--- begin ---
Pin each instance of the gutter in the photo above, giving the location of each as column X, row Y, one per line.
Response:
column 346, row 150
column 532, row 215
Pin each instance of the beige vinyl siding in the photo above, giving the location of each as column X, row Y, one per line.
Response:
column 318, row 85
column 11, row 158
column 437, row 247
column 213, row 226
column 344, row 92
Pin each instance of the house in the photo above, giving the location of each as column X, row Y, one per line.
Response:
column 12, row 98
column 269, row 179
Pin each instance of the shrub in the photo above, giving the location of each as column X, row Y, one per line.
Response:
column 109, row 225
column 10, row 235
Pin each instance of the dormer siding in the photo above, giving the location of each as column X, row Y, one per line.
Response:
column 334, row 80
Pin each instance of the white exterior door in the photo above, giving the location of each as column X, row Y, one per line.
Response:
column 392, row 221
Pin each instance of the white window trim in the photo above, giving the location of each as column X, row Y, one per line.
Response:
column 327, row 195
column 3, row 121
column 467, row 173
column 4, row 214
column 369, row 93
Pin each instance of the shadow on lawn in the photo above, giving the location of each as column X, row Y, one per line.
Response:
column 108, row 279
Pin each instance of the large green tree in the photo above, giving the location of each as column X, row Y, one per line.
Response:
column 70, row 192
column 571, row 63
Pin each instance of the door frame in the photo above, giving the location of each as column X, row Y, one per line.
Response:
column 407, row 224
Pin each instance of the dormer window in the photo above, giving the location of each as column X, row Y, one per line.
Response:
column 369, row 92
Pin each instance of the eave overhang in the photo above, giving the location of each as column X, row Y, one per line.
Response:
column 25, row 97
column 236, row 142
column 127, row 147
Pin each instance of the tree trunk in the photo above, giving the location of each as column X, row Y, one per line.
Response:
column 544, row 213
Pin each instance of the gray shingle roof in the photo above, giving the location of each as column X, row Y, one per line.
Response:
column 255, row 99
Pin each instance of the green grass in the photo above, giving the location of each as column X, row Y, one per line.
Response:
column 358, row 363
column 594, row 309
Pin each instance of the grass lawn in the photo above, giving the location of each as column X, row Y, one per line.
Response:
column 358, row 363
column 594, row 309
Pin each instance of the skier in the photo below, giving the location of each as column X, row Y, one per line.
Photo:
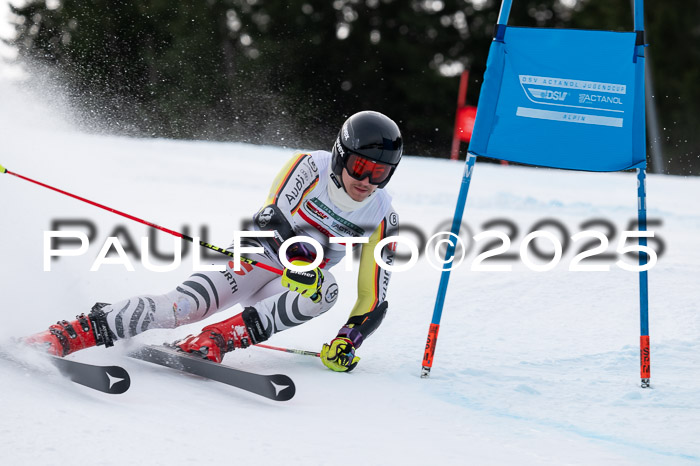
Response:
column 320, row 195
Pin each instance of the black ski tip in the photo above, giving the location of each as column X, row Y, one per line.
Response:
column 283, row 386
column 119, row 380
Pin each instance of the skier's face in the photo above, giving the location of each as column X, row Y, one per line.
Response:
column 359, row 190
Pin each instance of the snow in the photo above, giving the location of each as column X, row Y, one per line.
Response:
--- end ---
• [YOUR OBJECTIVE]
Convert the part of the records that opens with the line containing "Pin each instance of the tree" and closes with the line containing "column 255, row 99" into a Markdown table with the columns Number and Entry. Give each line its own row with a row number, and leave out any blank lines.

• [OUTPUT FOR THIS EXERCISE]
| Number | Entry |
|---|---|
| 1 | Pin each instance of the tree trunk in the photo above, giving the location of each as column X, row Y, one per line. |
| 2 | Response: |
| 3 | column 544, row 213 |
| 4 | Pin each instance of the gray shingle roof in the photo above, giving the location of each as column X, row Y, one per line. |
| 5 | Response: |
| 6 | column 255, row 99 |